Work item A: In the worked limits solution, which rule is used to find a limit that takes the form 0/0?
Work item B: Please carry on the worked limits solution from its last sentence.

Excerpt provided:
§ §

So, by applying L-Hospital’s Rule on the given expression, we get
\[\mathop {\lim }\limits_{x \to 2} \dfrac{{\dfrac{d}{{dx}}\left( {\sqrt {3 - x} - 1} \right)}}{{\dfrac{d}{{dx}}\left( {2 - x} \right)}}\]
Each algebraic expression in both numerator and denominator is formed by the difference of two expressions. The derivative of the difference of the terms can be evaluated by the difference of their derivatives as per the difference rule of the derivatives.
\[ \Rightarrow \mathop {\lim }\limits_{x \to 2} \dfrac{{\dfrac{d}{{dx}}\left( {\sqrt {3 - x} } \right) - \dfrac{d}{{dx}}\left( 1 \right)}}{{\dfrac{d}{{dx}}\left( 2 \right) - \dfrac{d}{{dx}}\left( x \right)}}\]
Now, we know that \[\dfrac{d}{{dx}}\left( c \right) = 0\] where c is constant,
And \[\dfrac{d}{{dx}}\left( {\sqrt x } \right) = \dfrac{{ - 1}}{{2\sqrt x }}\]
Therefore, on differentiating above expression, we get
\[ \Rightarrow \mathop {\lim }\limits_{x \to 2} \dfrac{{\dfrac{{ - 1}}{{2\sqrt {3 - x} }}}}{{ - 1}}\]
\[ \Rightarrow \mathop {\lim }\limits_{x \to 2} \dfrac{1}{{2\sqrt {3 - x} }}\]
Now as \[x\] approaches \[2\] ,so substitute the value of \[x = 2\] directly in the above expression, we get
\[\dfrac{1}{{2\sqrt {3 - 2} }}\]
On simplifying, we get
\[ = \dfrac{1}{2}\]
$\therefore $ \[\mathop {\lim }\limits_{x \to 2} \dfrac{{\sqrt {3 - x} - 1}}{{2 - x}} = \dfrac{1}{2}\].

Now, we will solve the second part in the same way,
2. The given expression is, \[\mathop {\lim }\limits_{x \to 0} \dfrac{{{3^{2x}} - {2^{3x}}}}{x}\]
and we have to find the limit of the given expression,
So, first of all when we substitutes \[x = 0\] in the above expression, then we get the expression in the form of \[\dfrac{0}{0}\] as,
\[\mathop {\lim }\limits_{x \to 0} \dfrac{{{3^{2x}} - {2^{3x}}}}{x} = \dfrac{{{3^0} - {2^0}}}{0} = \dfrac{{1 - 1}}{0} = \dfrac{0}{0}\]
which is an indeterminate form
Now, as we know that if a limit is in the form of \[\dfrac{0}{0}\] then we will use L-Hospital’s Rule to find out the limit.

§ §

Dataset excerpts:
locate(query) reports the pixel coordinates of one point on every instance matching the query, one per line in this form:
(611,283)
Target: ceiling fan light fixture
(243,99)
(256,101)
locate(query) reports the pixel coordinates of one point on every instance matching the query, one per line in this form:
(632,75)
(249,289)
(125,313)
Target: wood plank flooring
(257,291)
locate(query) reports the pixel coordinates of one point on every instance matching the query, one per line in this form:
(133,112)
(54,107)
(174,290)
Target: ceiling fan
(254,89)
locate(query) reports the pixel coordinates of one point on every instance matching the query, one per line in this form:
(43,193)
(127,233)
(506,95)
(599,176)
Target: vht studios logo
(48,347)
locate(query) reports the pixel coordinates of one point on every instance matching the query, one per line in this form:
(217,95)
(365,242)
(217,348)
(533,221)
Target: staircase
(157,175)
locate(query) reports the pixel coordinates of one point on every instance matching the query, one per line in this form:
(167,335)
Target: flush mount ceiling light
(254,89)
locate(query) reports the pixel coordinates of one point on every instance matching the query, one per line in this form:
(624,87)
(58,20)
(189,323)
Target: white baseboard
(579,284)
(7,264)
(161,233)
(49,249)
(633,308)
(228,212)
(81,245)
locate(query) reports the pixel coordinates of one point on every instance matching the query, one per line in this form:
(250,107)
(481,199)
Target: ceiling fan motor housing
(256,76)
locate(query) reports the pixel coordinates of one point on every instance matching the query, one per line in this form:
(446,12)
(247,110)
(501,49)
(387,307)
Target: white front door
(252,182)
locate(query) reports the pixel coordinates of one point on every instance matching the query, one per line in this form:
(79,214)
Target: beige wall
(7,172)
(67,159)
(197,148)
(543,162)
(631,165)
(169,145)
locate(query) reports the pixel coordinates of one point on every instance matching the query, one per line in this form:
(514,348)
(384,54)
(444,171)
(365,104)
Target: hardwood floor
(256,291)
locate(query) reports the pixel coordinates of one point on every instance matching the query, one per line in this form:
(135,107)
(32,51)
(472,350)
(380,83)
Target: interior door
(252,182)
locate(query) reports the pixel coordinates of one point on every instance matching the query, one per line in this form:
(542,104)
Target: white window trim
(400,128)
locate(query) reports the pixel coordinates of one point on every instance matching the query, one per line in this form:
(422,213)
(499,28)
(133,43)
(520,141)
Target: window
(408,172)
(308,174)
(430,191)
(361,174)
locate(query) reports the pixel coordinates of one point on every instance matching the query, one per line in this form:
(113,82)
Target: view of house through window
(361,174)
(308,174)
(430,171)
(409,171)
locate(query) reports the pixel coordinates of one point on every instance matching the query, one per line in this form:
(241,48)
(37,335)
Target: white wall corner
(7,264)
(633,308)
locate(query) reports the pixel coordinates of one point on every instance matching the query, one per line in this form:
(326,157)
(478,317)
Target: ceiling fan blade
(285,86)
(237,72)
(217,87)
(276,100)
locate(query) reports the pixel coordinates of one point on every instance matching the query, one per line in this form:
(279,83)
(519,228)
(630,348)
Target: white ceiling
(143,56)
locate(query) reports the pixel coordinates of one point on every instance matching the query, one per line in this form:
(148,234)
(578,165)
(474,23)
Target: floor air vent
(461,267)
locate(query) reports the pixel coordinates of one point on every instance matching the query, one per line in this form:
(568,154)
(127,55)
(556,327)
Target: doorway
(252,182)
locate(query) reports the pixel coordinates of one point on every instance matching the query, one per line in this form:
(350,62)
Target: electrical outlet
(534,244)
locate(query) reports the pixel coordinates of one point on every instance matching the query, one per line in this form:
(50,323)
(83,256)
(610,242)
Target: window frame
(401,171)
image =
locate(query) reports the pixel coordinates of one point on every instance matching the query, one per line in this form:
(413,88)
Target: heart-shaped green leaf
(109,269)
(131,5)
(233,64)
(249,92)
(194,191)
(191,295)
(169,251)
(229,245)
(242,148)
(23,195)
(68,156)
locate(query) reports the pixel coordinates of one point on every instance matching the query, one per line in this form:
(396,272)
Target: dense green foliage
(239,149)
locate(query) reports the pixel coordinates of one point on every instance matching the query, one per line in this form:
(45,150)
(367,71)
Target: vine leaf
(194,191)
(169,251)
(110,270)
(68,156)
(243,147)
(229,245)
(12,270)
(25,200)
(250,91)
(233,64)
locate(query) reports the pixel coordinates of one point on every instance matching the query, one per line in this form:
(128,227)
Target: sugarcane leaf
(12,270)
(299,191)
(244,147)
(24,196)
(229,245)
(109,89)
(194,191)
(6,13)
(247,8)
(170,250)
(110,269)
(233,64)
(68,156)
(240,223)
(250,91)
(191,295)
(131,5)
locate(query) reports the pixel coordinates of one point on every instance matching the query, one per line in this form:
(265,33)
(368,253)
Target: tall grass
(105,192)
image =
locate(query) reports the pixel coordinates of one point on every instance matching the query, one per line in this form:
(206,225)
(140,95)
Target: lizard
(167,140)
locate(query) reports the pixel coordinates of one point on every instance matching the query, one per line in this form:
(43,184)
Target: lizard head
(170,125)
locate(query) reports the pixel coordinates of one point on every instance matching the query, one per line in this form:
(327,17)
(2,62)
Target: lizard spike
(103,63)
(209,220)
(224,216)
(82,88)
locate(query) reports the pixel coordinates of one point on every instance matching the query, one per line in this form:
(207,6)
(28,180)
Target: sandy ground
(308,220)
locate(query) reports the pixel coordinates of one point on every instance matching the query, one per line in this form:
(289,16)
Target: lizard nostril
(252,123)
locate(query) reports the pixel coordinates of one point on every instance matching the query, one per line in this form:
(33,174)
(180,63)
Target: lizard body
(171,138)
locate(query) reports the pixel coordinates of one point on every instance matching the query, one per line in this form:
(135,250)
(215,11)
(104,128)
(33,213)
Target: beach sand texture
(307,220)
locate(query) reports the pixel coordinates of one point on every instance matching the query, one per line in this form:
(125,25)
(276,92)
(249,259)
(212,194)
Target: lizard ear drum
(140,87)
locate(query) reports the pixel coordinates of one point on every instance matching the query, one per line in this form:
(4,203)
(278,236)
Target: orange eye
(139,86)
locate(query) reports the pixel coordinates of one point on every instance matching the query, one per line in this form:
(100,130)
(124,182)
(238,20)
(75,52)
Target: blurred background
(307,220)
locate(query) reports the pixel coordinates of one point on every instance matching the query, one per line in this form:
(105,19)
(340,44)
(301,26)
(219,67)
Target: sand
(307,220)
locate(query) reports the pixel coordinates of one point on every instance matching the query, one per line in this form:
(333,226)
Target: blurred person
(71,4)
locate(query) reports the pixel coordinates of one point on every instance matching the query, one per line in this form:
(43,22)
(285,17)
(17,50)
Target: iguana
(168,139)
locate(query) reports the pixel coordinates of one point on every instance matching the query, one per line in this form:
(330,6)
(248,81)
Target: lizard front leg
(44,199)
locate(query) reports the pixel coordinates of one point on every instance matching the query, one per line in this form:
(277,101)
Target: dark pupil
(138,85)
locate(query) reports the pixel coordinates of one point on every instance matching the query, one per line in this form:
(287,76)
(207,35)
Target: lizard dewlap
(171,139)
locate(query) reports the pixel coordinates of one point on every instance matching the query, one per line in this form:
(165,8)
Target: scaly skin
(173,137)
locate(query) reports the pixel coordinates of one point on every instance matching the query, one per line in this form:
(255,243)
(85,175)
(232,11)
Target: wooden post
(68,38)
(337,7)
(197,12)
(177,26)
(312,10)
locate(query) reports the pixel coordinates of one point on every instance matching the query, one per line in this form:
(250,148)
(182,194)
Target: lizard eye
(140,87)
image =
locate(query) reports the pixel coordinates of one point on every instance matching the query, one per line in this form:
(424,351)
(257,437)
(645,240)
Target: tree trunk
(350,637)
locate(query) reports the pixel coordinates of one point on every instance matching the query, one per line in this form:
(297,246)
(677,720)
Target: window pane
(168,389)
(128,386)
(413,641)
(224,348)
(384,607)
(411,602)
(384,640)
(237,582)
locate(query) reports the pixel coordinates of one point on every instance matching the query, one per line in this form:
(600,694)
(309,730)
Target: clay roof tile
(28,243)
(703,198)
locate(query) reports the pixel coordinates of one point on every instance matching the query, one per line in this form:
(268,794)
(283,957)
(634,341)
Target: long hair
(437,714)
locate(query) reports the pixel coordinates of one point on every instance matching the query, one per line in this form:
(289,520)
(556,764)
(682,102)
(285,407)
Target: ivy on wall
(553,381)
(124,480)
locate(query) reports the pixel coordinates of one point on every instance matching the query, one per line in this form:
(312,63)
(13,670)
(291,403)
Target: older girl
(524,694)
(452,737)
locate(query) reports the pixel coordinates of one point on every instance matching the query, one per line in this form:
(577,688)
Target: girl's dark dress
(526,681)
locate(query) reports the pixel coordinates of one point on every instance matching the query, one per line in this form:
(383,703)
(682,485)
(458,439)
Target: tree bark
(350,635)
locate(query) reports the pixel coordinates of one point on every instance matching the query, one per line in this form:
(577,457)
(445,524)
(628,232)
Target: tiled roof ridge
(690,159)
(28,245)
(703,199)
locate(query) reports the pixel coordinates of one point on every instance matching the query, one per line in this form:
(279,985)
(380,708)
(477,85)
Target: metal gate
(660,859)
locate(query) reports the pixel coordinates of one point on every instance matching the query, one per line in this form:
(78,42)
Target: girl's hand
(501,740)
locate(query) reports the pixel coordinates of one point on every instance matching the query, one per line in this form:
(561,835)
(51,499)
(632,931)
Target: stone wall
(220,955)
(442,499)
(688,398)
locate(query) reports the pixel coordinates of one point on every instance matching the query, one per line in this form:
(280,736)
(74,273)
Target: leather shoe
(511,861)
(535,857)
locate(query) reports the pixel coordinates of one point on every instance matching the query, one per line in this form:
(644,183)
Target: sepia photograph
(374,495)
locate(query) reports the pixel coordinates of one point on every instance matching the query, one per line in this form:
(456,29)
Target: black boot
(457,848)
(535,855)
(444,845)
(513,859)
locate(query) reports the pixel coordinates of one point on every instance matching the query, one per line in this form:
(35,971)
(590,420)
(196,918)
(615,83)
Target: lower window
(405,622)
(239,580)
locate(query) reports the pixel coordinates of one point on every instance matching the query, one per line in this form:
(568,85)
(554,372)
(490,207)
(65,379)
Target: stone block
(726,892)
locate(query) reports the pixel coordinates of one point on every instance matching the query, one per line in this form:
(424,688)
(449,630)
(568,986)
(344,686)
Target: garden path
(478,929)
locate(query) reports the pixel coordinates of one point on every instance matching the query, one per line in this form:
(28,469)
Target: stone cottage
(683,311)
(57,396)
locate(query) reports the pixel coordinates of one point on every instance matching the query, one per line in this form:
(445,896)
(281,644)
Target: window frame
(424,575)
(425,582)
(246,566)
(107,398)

§ §

Reply A: L-Hospital's Rule.

Reply B:
So, by applying L-Hospital’s Rule on the given expression, we get
\[\mathop {\lim }\limits_{x \to 0} \dfrac{{\dfrac{d}{{dx}}\left( {{3^{2x}} - {2^{3x}}} \right)}}{{\dfrac{d}{{dx}}\left( x \right)}}\]
Each algebraic expression in both numerator is formed by the difference of two expressions. The derivative of the difference of the terms can be evaluated by the difference of their derivatives as per the difference rule of the derivatives.
\[ \Rightarrow \mathop {\lim }\limits_{x \to 0} \dfrac{{\dfrac{d}{{dx}}\left( {{3^{2x}}} \right) - \dfrac{d}{{dx}}\left( {{2^{3x}}} \right)}}{{\dfrac{d}{{dx}}\left( x \right)}}\]
Now, we know that \[\dfrac{d}{{dx}}\left( {{a^x}} \right) = {a^x}{\log _e}a\]
Therefore, on differentiating above expression, we get
\[ \Rightarrow \mathop {\lim }\limits_{x \to 0} \dfrac{{2\left( {{3^{2x}}{{\log }_e}3} \right) - 3\left( {{2^{3x}}{{\log }_e}2} \right)}}{1}\]
\[ \Rightarrow \mathop {\lim }\limits_{x \to 0} 2\left( {{3^{2x}}{{\log }_e}3} \right) - 3\left( {{2^{3x}}{{\log }_e}2} \right)\]
Now as \[x\] approaches \[0\] ,so substitute the value of \[x = 0\] directly in the above expression, we get
\[2\left( {{3^0}{{\log }_e}3} \right) - 3\left( {{2^0}{{\log }_e}2} \right)\]
On simplifying, we get
\[ = 2{\log _e}3 - 3{\log _e}2\]
Now, we know that \[m{\log _e}a = {\log _e}{a^m}\]
Therefore, we get
\[ = {\log _e}{3^2} - {\log _e}{2^3}\]
\[ = {\log _e}9 - {\log _e}8\]
Now, we know that,
\[{\log _e}m - {\log _e}n = {\log _e}\dfrac{m}{n}\]
\[ \Rightarrow {\log _e}9 - {\log _e}8 = {\log _e}\dfrac{9}{8}\]
$\therefore $ \[\mathop {\lim }\limits_{x \to 0} \dfrac{{{3^{2x}} - {2^{3x}}}}{x} = {\log _e}\dfrac{9}{8}\].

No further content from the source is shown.